Copy each line of the records below word for word, and leave the pictures out of your answer.
--- Start LISTING ---
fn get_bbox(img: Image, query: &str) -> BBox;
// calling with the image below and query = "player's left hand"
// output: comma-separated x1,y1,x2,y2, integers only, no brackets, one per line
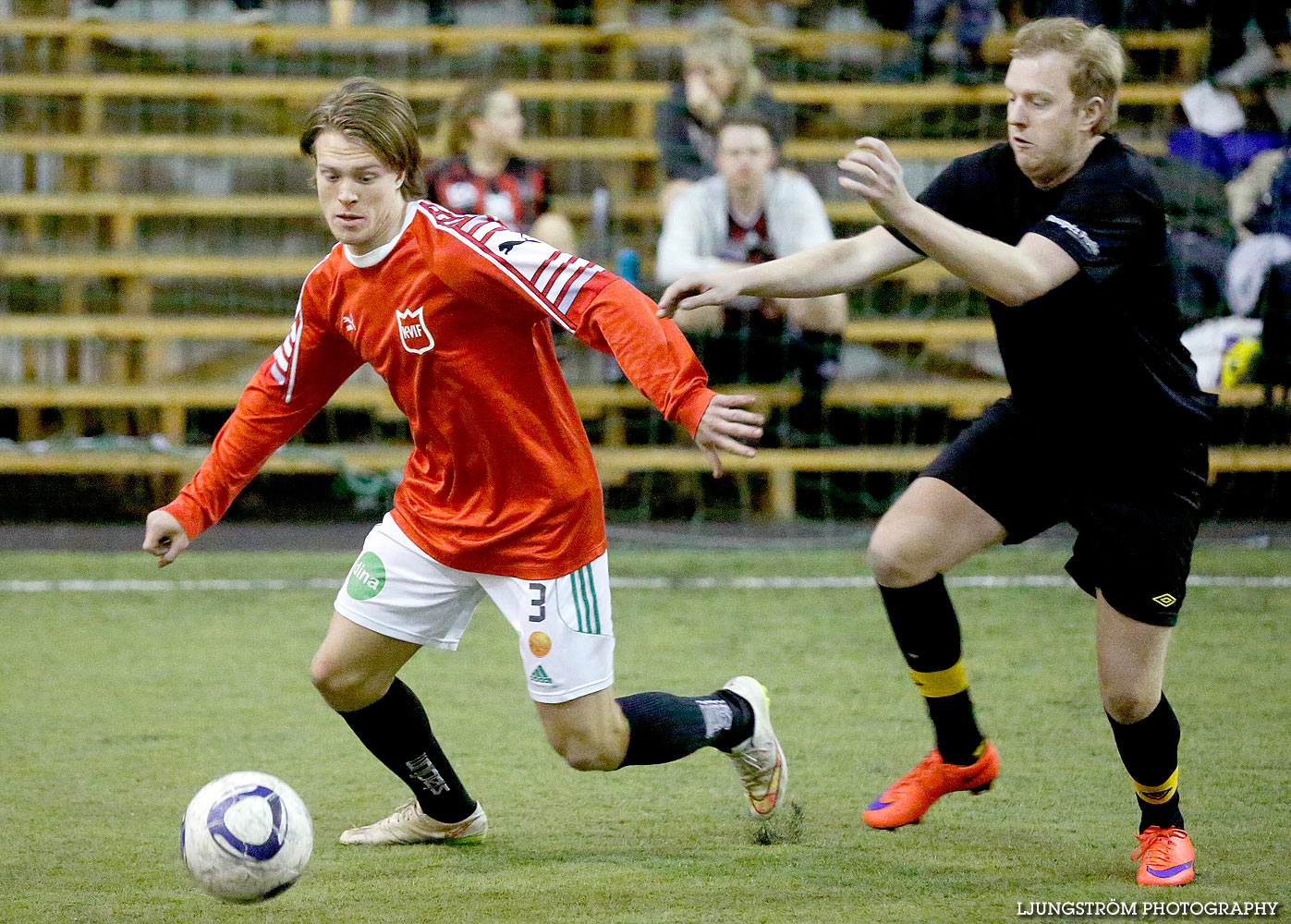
695,394,765,478
838,138,914,222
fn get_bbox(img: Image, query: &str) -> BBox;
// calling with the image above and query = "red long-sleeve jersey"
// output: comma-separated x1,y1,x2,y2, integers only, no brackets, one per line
165,201,712,579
--- End LISTING ---
- **IN RESPONSE**
fn get_bbox(img: Image, query: &str) -> BBox;
// calling with the image below and query = "player's left hand"
// output: comma-separated x1,y1,x2,y2, integers only, no brackets, one per line
695,394,765,478
838,138,914,222
fn get_bbox(img: Image, query: &str) -> BBox;
// calling with the image above and query = "red long-sleeve jersey"
// output: comma-separated x1,y1,x2,y2, integers only, no brackets, one per line
165,201,712,579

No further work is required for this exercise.